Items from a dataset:
☆ ☆ ☆ ☆ ☆ ☆ ☆
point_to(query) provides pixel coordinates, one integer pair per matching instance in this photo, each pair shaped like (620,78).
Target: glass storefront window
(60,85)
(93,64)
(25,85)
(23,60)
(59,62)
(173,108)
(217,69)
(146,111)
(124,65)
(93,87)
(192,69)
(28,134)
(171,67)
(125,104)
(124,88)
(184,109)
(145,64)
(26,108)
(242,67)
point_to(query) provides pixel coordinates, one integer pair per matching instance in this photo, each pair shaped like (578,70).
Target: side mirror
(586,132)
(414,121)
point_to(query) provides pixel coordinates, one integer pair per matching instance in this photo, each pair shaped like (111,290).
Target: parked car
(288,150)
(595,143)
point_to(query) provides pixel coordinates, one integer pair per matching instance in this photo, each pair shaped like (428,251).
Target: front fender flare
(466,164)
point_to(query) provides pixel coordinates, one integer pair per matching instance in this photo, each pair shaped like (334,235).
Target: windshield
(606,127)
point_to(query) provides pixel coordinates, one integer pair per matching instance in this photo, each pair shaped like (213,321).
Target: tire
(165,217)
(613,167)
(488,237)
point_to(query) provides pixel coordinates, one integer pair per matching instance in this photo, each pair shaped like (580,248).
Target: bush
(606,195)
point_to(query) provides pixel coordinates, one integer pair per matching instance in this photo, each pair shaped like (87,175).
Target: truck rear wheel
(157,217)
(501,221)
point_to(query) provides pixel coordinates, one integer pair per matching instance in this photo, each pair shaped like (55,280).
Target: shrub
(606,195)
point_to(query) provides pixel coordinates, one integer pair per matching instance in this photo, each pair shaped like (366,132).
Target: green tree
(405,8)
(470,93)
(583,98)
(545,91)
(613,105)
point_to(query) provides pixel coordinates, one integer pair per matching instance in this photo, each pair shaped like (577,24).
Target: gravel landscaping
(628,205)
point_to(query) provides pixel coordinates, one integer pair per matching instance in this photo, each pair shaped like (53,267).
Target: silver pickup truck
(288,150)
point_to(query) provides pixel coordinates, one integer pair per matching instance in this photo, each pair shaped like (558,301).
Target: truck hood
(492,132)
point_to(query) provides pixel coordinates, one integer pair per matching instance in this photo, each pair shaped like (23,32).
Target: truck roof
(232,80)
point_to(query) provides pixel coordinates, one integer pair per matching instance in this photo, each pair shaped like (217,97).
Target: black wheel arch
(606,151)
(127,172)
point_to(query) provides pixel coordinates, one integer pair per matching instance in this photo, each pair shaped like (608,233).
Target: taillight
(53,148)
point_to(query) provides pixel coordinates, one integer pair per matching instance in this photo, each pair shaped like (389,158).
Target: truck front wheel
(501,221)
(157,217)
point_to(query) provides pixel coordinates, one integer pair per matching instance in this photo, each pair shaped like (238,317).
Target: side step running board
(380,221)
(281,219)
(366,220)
☆ ☆ ☆ ☆ ☆ ☆ ☆
Description of the task:
Exact reproduction of every entry is needed.

Answer to this problem:
point_to(query) provides pixel coordinates, one integer pair per matching instance in this photo, each pair shaped like (620,78).
Target: glass storefront window
(60,85)
(93,64)
(25,85)
(23,60)
(59,62)
(173,108)
(217,69)
(146,111)
(124,65)
(93,87)
(192,69)
(28,134)
(171,67)
(125,104)
(124,88)
(184,109)
(145,64)
(26,108)
(242,67)
point_to(query) provides pixel coordinates, one integer pair per matching instance in this photo, each pair shaped like (578,70).
Target: side mirror
(586,132)
(414,121)
point_to(query) provides pixel coordinates, one integer pair per matching instance in this photo, each pair shaped like (111,290).
Target: parked car
(288,150)
(595,143)
point_to(query) provides pixel coordinates, one integer pair per matching instance in this photo, each pair shaped like (428,251).
Target: front fender flare
(466,164)
point_to(query) provides pixel coordinates, one integer pair per matching instance in this photo, each pair shaped like (334,235).
Target: windshield
(606,127)
point_to(query) provides pixel coordinates, one integer pair per matching instance in this photo, each pair shaped like (213,321).
Target: tire
(165,217)
(613,167)
(488,237)
point_to(query) provides pixel coordinates, one integer pair per matching instance in this photo, each pair shaped like (580,248).
Target: bush
(606,195)
point_to(query) provides pixel coordinates, one integer pair per matching instance in this photo, each pair shaped like (87,175).
Target: truck rear wheel
(157,217)
(501,221)
point_to(query) provides pixel coordinates, one integer pair per matching instance in this photo, each pair shaped like (55,280).
Target: shrub
(606,195)
point_to(query) provides pixel coordinates, one integer pair per matching instance in this photo, each pair shaped like (366,132).
Target: green tree
(405,8)
(470,93)
(583,98)
(545,91)
(613,105)
point_to(query) provides pixel coordinates, one integer pair per matching instance in this photo, each pair shaped like (577,24).
Target: gravel landscaping
(628,205)
point_to(query) provides pixel coordinates, one integer pair per matching instance in this photo, each pair shaped like (53,267).
Target: silver pickup truck
(288,150)
point_to(query) provides pixel coordinates, one integer pair per matching instance in this photo, each pair shaped like (558,301).
Target: truck hood
(492,132)
point_to(query) provides pixel coordinates, one integer pair per matching instance in this photo, each pair shaped like (23,32).
Target: truck roof
(232,80)
point_to(query) provides pixel coordinates, one integer pair per matching instance in this photo, each pair shaped like (217,97).
Target: black wheel arch
(606,151)
(127,172)
point_to(query) provides pixel coordinates, one integer pair per matching instance in this photo, each pair shaped like (608,233).
Target: taillight
(53,148)
point_to(query) provides pixel coordinates, one integer pair per matching instance in this photo, each pair shaped like (389,158).
Target: truck front wheel
(501,221)
(157,217)
point_to(query) provides pixel coordinates, one integer pair per matching instance in this photo, each pair shaped like (238,317).
Target: side step running board
(380,221)
(281,219)
(366,220)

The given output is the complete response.